> TEXT FOR ANALYSIS
=== Section Start ===
BETTER THAN A POKE IN THE EYE WITH A SHARP STICK: FEEDBACK
July 3rd, 2010 by Adrian ReynoldsHere we go again. Feedback time. When you’re writing a script, you need to maintain your belief that it’s good. If you didn’t, you’d be crippled by doubt about what you’re doing and never actually get it done. But once that first draft is done, and you’ve justifiably rewarded yourself for completing it, the journey recommences.
At this point what you need could usefully be called Wise Counsel. People to send your script to who will read it intelligently, whether they’re writers or filmmakers or whatever they are, and offer constructive feedback. It’s that bit of the process when, having sent off your child’s photo to the local paper for the Bonnie Baby Competition, readers send in letters suggesting that your baby is in fact the most pug-ugly creature they’ve laid eyes on.
Well, that’s how it can seem. But feedback always offers something of value, if only confirmation of the wisdom of sending the script to that particular person. Where my recently completed script The Devil You Know is concerned, I’ve in fact received very valuable and high quality notes from two sources: a filmmaker I’ve been helping to develop a feature script, and a producer who’s worked on some notable features and has more in her future.
=== Section End ===
> WORK ORDER
Excluding the headline and the author's name, list every phrase of two or more words in the blog post on script feedback in which each word begins with a capital letter. None of the items has any bearing on the blog post on script feedback.

> INFORMATION
=== Section Start ===
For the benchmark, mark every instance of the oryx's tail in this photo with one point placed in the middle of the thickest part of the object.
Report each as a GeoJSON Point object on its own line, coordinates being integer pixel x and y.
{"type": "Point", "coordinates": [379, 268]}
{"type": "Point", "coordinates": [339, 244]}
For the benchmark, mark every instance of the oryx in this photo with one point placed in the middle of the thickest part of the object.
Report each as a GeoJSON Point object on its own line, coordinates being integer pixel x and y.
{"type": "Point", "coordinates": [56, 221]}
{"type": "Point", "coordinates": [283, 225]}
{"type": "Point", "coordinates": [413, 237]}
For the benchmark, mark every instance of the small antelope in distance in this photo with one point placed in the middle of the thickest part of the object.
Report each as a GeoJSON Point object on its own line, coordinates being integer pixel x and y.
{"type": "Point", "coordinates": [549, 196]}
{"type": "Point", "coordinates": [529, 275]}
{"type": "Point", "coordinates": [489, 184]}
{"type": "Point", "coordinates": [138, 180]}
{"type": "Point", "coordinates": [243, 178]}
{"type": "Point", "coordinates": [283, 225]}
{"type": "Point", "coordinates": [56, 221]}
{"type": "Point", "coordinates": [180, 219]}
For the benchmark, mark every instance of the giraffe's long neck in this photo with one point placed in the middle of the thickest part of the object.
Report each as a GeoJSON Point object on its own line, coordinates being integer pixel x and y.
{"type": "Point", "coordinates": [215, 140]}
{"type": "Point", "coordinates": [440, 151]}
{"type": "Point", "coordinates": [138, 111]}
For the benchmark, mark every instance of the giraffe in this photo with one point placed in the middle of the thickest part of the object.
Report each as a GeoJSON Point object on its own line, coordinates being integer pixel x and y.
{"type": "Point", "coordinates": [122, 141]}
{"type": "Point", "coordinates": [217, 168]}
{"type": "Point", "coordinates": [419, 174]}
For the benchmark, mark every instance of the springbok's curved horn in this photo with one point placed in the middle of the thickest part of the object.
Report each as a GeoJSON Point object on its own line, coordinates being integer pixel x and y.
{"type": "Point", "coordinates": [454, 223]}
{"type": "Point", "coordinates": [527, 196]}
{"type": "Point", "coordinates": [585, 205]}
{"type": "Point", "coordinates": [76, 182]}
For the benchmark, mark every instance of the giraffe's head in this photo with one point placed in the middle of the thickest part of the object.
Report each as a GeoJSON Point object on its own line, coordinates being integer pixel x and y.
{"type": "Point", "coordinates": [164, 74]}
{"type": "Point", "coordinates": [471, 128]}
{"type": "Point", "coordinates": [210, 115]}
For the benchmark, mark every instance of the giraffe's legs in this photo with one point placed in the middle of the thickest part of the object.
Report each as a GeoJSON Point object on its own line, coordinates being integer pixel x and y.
=== Section End ===
> TASK ANSWER
Wise Counsel
Bonnie Baby Competition
The Devil You Know